Saved entries
****************

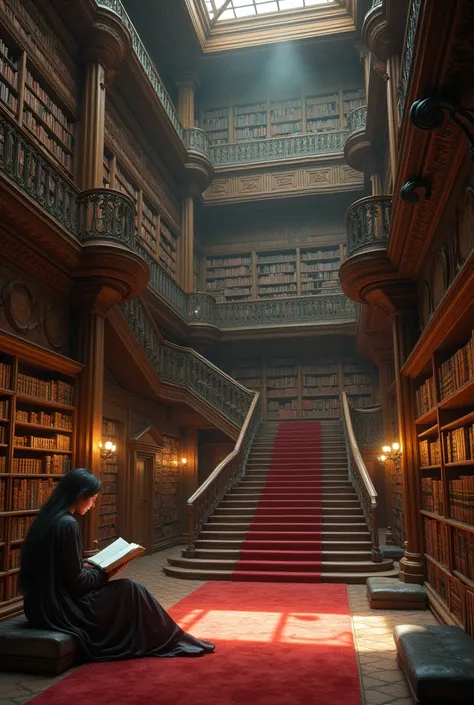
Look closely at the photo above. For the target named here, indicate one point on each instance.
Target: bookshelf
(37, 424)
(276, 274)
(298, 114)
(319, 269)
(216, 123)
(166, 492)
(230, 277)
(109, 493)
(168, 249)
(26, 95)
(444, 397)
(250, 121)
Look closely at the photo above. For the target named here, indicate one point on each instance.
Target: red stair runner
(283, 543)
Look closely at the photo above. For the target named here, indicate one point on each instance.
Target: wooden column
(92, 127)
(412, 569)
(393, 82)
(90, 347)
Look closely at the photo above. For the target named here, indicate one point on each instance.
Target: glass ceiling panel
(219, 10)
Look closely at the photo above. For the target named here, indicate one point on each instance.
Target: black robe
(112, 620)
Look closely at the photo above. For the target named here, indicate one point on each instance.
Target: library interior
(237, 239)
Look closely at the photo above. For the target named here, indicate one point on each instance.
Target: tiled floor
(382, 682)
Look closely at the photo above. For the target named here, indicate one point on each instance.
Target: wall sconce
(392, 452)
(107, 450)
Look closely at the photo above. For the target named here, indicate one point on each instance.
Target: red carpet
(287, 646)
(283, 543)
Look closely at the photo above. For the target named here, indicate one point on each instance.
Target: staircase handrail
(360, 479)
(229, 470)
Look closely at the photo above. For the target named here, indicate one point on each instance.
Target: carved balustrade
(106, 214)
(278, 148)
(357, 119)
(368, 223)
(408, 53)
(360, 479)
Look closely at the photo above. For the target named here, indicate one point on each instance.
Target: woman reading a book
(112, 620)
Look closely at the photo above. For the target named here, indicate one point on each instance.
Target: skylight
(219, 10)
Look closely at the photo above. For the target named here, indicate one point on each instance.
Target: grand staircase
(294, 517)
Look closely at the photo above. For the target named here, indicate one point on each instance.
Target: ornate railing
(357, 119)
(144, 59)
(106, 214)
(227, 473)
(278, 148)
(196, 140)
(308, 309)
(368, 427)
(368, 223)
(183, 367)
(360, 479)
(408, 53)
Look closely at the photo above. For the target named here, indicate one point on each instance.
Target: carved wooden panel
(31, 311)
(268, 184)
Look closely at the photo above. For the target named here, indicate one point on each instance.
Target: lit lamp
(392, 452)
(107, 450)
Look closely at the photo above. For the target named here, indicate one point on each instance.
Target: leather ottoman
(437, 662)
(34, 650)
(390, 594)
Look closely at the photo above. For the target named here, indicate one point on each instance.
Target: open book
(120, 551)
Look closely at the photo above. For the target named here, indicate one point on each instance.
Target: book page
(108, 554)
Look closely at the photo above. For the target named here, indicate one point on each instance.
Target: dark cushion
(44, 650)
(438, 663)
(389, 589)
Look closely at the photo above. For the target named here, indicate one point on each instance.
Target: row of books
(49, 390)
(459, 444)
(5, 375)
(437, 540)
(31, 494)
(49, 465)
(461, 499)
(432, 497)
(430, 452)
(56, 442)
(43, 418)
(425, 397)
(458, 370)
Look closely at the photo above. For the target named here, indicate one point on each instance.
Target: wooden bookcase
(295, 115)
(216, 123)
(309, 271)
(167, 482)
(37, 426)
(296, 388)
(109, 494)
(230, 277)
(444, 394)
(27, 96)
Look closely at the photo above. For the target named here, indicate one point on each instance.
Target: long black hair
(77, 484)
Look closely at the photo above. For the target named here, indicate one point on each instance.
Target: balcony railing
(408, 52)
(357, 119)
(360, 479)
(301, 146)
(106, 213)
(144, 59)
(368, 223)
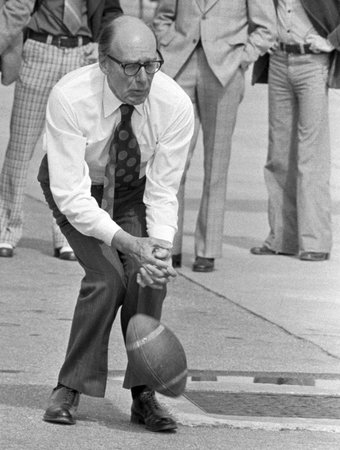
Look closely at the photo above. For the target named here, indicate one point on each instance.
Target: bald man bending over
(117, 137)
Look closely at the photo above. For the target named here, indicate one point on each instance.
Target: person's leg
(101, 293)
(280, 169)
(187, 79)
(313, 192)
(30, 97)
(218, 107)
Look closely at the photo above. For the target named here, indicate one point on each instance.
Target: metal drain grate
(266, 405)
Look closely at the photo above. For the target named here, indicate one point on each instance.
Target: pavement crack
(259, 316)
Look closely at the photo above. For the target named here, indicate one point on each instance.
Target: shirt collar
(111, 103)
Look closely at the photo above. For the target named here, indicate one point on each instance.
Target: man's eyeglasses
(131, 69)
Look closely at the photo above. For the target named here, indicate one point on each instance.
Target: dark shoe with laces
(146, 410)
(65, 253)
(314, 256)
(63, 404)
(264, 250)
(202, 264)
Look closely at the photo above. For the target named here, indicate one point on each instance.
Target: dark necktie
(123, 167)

****************

WORK INSTRUCTIONS: Please give back every line above exactly as it stands, without pictures.

EXPECTED ANSWER:
Look closely at the photo above. For the target named here, indicate one point on each instance.
Target: bookshelf
(37, 424)
(276, 274)
(298, 114)
(319, 269)
(216, 123)
(166, 492)
(230, 277)
(109, 493)
(168, 249)
(26, 95)
(444, 397)
(250, 121)
Look closely at the photo above. For the target named here, indicate one point on each instance.
Target: red stair runner
(283, 543)
Look closely at the photo above. For the target named here, indicate one point on each instance.
Target: wooden column
(92, 127)
(412, 569)
(393, 82)
(90, 347)
Look closely at the photo above. For the target named here, indicate one point on each instance.
Target: glass ceiling panel
(219, 10)
Look closely at the photo above. For the target named here, indicate one point on each instance.
Target: black robe
(112, 620)
Look closely at the photo above. For the target named here, indicate one point on each instance.
Target: library interior
(237, 239)
Look closely at the photo above. For the target named here, indicate one point on each instance.
Target: tiled floor
(382, 682)
Look closely at the photo above. For the target named here, indicate one point on each instance.
Target: wall sconce
(392, 452)
(107, 450)
Look closely at the photo above. For the target named here, indicate one point on each instance.
Target: red carpet
(287, 646)
(283, 543)
Look closely at the photo above. For the target named here, indicate one point on each instance.
Target: staircase handrail
(360, 479)
(229, 470)
Look closely at the photo above. For the target named here, indicate one point on each instance.
Target: carved balustrade
(106, 214)
(278, 148)
(357, 119)
(368, 223)
(408, 53)
(360, 479)
Look closely at the photo above. For the target named here, indicate one point on each instance.
Target: woman reading a book
(112, 620)
Look closely at the photo above. For the target named here, indicate one point on each instance.
Target: skylight
(219, 10)
Look closely at the photo above. For the target named here, indicate one point on each instance.
Target: grand staircase
(294, 517)
Look closely at the photo above. For the target named here, indicate one point on each instance.
Target: ornate railing
(357, 119)
(144, 59)
(106, 214)
(227, 473)
(278, 148)
(196, 140)
(308, 309)
(368, 427)
(368, 223)
(183, 367)
(360, 479)
(408, 53)
Look closely at the photo above. For the target named here, indicate one point on each instance.
Target: carved wooden panel
(31, 311)
(268, 184)
Look closely at the photo above. For the target named here, indicate one point on each instance.
Target: lit lamp
(392, 452)
(107, 450)
Look closely at the photo above. For the target named here, indicate one point on each instance.
Target: leather ottoman
(437, 662)
(34, 650)
(390, 594)
Look closely at the photo above. For the target named here, indicate one point on each instance.
Target: open book
(120, 551)
Look closely at the photo above. For the target named here, indicate one point on each instance.
Target: book page
(108, 554)
Look closely at the photo above. For the target named here, indicate one point on each instance.
Target: dark cushion
(44, 650)
(438, 663)
(389, 589)
Look closely at the photo above. For the target named here, indicate one point on each instance.
Target: row of books
(49, 390)
(459, 444)
(5, 375)
(437, 540)
(31, 494)
(49, 465)
(461, 499)
(432, 497)
(430, 452)
(56, 442)
(43, 418)
(425, 397)
(458, 370)
Look closely at the photo above. For the target named here, indicate one point on each instance.
Target: wooden bookcase
(295, 115)
(216, 123)
(309, 271)
(167, 482)
(37, 426)
(296, 388)
(109, 494)
(230, 277)
(444, 394)
(27, 96)
Look closely at the photo above. For the target named here, indicate one point on each instance.
Target: long black hair
(77, 484)
Look closely at the photo above. For the target named here, indicate one point on each instance.
Target: balcony railing
(408, 52)
(357, 119)
(360, 479)
(301, 146)
(106, 213)
(144, 59)
(368, 223)
Look closely at the photo above. For the target named here, indicate one point on each instance.
Target: bald man bending over
(117, 137)
Look closely at the photo above. For the target named here, indicate one point on each instance.
Target: person's leg
(101, 293)
(280, 169)
(187, 79)
(313, 192)
(30, 97)
(218, 107)
Look closely at the photo above. For the target named here, indicate one point on each instance.
Target: metal drain grate
(266, 405)
Look closely at the photo above. For the target named here, indicate one point on each instance.
Target: pavement crack
(259, 316)
Look closely at the photo above. For the target named here, indicate one point on each instance.
Target: shirt collar
(111, 103)
Look closely at the photo above. For the target named here, indicate one point on each instance.
Target: man's eyeglasses
(131, 69)
Look closely at the photo above. For the target named here, indicate one point on each instance.
Target: dark shoe with laces
(146, 410)
(65, 253)
(314, 256)
(63, 404)
(264, 250)
(202, 264)
Look closely at the photo above. For the target named here, indicate one point on each instance.
Target: dark necktie
(123, 167)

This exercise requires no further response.